Working data: Begin

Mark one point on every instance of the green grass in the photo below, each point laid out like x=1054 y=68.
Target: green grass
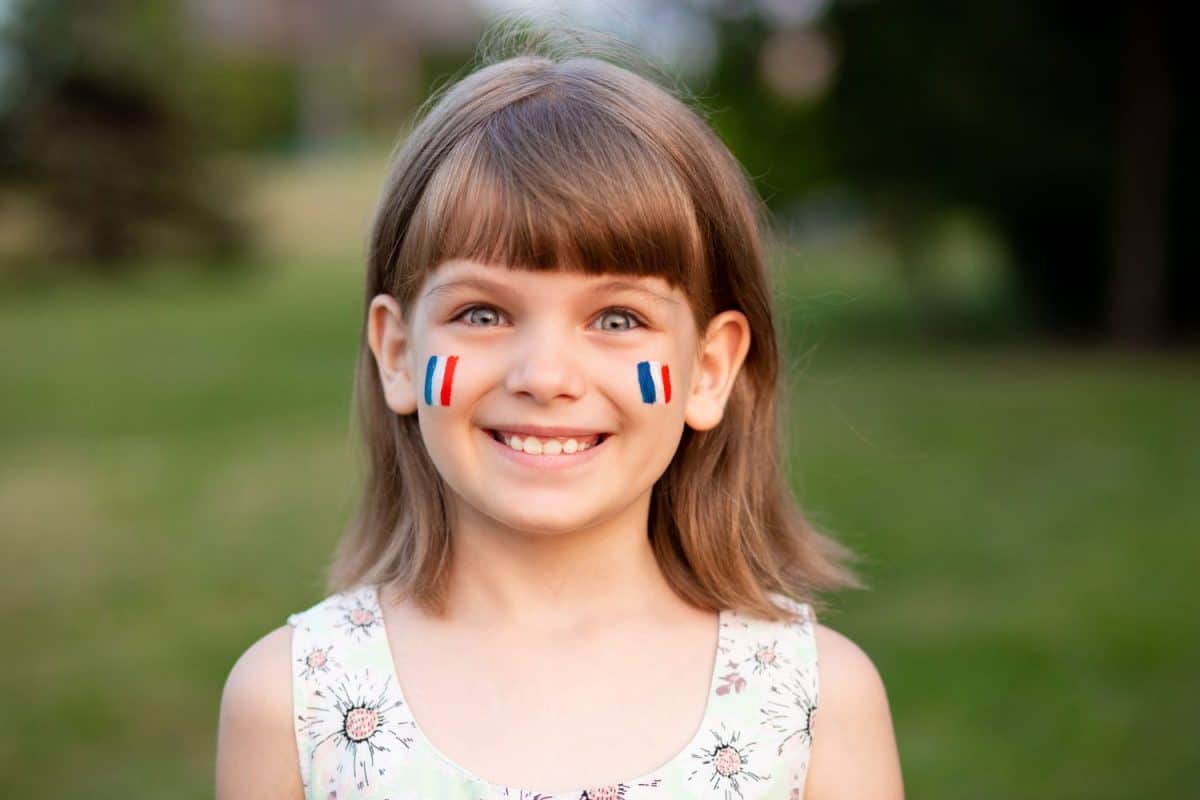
x=177 y=467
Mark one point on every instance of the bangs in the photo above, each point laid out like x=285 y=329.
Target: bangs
x=557 y=182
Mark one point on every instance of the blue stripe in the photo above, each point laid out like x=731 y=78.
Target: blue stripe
x=646 y=382
x=429 y=379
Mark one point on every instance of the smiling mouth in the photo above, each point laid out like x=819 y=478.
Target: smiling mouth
x=547 y=445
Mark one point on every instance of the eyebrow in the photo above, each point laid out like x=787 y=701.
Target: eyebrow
x=492 y=286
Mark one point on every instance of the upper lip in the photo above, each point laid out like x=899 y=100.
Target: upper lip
x=545 y=431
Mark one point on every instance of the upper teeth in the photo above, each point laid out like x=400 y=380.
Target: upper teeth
x=547 y=445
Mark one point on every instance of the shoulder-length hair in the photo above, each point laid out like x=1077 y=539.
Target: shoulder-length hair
x=544 y=161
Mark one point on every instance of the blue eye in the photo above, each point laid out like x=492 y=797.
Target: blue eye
x=483 y=316
x=634 y=320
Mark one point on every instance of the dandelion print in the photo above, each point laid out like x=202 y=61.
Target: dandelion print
x=727 y=764
x=731 y=680
x=616 y=791
x=360 y=620
x=318 y=660
x=768 y=659
x=791 y=714
x=357 y=717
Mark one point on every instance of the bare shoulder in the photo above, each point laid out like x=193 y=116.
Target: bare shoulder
x=256 y=746
x=855 y=751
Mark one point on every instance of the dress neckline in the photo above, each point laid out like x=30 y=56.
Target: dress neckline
x=693 y=745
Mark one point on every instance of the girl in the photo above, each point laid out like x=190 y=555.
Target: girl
x=576 y=570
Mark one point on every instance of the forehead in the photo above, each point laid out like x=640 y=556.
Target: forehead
x=465 y=274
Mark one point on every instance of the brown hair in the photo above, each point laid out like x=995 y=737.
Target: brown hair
x=567 y=161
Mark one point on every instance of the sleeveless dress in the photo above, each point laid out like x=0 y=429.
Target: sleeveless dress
x=358 y=739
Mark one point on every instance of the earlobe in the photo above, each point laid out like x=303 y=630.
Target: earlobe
x=721 y=354
x=388 y=338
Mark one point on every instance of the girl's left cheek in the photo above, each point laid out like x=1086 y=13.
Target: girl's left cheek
x=439 y=379
x=654 y=383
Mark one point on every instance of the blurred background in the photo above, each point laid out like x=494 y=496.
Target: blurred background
x=981 y=238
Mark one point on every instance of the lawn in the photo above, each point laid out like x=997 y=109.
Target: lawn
x=178 y=463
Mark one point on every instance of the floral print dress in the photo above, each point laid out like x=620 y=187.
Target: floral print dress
x=358 y=739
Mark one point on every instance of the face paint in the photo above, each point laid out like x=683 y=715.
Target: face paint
x=438 y=379
x=654 y=380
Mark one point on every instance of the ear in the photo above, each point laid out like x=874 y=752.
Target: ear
x=389 y=341
x=723 y=350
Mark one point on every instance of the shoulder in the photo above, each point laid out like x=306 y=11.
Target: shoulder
x=257 y=753
x=853 y=745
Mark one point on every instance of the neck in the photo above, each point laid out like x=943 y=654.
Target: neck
x=558 y=581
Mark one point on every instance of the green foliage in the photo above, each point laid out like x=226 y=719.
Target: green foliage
x=93 y=136
x=178 y=467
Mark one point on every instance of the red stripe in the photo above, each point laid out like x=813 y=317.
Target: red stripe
x=448 y=378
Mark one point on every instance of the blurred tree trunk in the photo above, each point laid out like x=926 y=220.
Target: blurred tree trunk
x=1138 y=289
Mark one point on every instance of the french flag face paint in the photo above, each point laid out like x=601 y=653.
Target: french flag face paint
x=654 y=380
x=439 y=378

Working data: End

* **Activity**: Beginning with the line that contains "Mark one point on every instance of the red", set down every line through the end of the data without change.

* **Answer to this problem**:
Mark one point on every instance of the red stripe in the photo above, each point laid out like x=813 y=317.
Target: red stripe
x=448 y=378
Mark one point on every instance of the blurred tree trunk in the photo above, each point laid out like x=926 y=220.
Target: blurred tree trunk
x=1138 y=289
Mark one point on every instance of the french flag face paint in the photo above, each point laid out like x=601 y=653.
Target: french flag face paint
x=654 y=380
x=439 y=378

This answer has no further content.